» **Instructions for the task**: Update the OSHA citation article from the words "Upon a credible, evidence-based" through "risk of litigation." and rewrite that stretch with "informal conference" changed to "settlement conference".

» **Source passage**:

Practitioner Insights: Don’t Get Stung by an OSHA Citation If Your Subcontractor is Responsible

December 5, 2017, 11:53 AM UTC

Many mid-tier construction contractors win contracts to supply labor and materials, then subcontract out the entire labor portion. They frequently encounter problems when Occupational Safety and Health Administration cites them for workplace hazards, contending that the labor subcontractor’s employees are employees of the mid-tier contractor.

This is troubling when the mid-tier contractor has no employees working at the job site, and its on-site appearances are limited to project managers checking up on the labor subcontractor’s progress and work quality. The practice of subcontracting out all labor is common in certain trades. In my practice, I see it most often in masonry, roofing, drywall, and framing.

If cited by OSHA, you or your mid-tier contractor client will have to defend a citation alleging responsibility for safety hazards confronted by workers employed by other employers. In defense of the citation, it is vital to be able to show that another employer, presumably the labor subcontractor, is an independent contractor and the responsible employer.

Upon a credible, evidence-based showing, OSHA can and will withdraw the citation. If withdrawn at the OSHA-area office informal conference, there won’t be any need to file a contest and incur the expense and risk of litigation.

There is no “get out of jail free card” inoculating the mid-tier contractor from an OSHA citation, but wise labor subcontractor selection and monitoring, good drafting of the labor subcontract, and proper payroll reporting can limit the mid-tier contractor’s exposure, if not avoid it entirely.

Burden of Proof

To enforce any OSHA citation, the Secretary of Labor must prove that the cited standard applies; there was noncompliance with the standard; employees had access to hazardous conditions violating the standard; and the cited employer had actual or constructive knowledge of the violative conditions.

Of these four required elements of the secretary’s burden of proof, employer knowledge or awareness of hazardous conditions is usually the critical issue since the other three elements are almost always present. Was there an opportunity for the mid-tier contractor to observe the hazard and employee exposure? Probably not if it had no employees on-site, but the mid-tier contractor should be prepared to prove not only that it had no employees working on site, but also that it had adequate measures in place to ensure and enforce the labor subcontractor’s responsibility to maintain a workplace free of recognized hazards.

Who Employs the Workers?

The standards defining an employer and an employee are absurdly reticulating.

An employer is defined as a business with employees, while an employee is defined as a person employed by an employer. Because these regulatory definitions have no useful application, for purposes of this analysis the conventional master-servant relationship as understood by common-law agency doctrine (Nationwide Mutual Insurance Co. v. Darden, U.S., 503 U.S. 316, 1992) is applicable.

In determining whether a hired party is an employee or an independent contractor, the key issue is the hiring party’s control over the manner and means of accomplishing the work rather than the results of the work. There is no employment relationship if the putative employer lacks the right to hire or fire the workers, or to designate and assign their tasks and has no control over their compensation or schedule. Other factors relevant to this discussion are the source of equipment and tools, duration of the relationship between the parties, method of payment, hired party’s role in hiring and paying assistants, provision of employee benefits, and tax treatment of the hired party.

» **Dataset rows**:
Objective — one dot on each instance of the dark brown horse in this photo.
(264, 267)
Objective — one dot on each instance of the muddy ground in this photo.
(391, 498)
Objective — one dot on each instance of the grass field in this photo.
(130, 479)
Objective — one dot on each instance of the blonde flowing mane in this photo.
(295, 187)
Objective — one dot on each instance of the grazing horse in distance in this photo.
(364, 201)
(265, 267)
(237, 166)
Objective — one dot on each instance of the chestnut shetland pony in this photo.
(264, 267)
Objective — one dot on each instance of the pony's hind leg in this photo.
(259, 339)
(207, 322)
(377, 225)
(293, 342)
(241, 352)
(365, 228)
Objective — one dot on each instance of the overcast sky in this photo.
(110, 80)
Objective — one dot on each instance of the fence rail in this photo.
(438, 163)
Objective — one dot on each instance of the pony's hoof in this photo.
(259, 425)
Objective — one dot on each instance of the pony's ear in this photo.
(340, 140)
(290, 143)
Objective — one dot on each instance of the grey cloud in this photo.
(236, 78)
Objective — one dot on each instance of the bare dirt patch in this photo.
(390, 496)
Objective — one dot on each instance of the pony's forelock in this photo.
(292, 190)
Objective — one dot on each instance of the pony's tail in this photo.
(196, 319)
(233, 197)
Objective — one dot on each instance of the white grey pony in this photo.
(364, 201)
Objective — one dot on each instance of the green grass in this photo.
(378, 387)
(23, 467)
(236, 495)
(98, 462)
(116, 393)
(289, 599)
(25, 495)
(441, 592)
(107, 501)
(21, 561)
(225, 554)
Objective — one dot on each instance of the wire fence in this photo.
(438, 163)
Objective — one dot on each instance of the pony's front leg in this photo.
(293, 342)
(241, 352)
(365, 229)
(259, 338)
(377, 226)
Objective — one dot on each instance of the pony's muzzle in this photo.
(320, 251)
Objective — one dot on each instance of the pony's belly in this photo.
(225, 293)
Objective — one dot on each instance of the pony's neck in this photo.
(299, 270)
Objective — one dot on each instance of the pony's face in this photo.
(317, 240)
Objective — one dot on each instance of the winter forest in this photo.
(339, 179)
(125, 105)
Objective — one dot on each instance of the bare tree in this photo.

» **Solution for this problem**:
Upon a credible, evidence-based showing, OSHA can and will withdraw the citation. If withdrawn at the OSHA-area office settlement conference, there won’t be any need to file a contest and incur the expense and risk of litigation.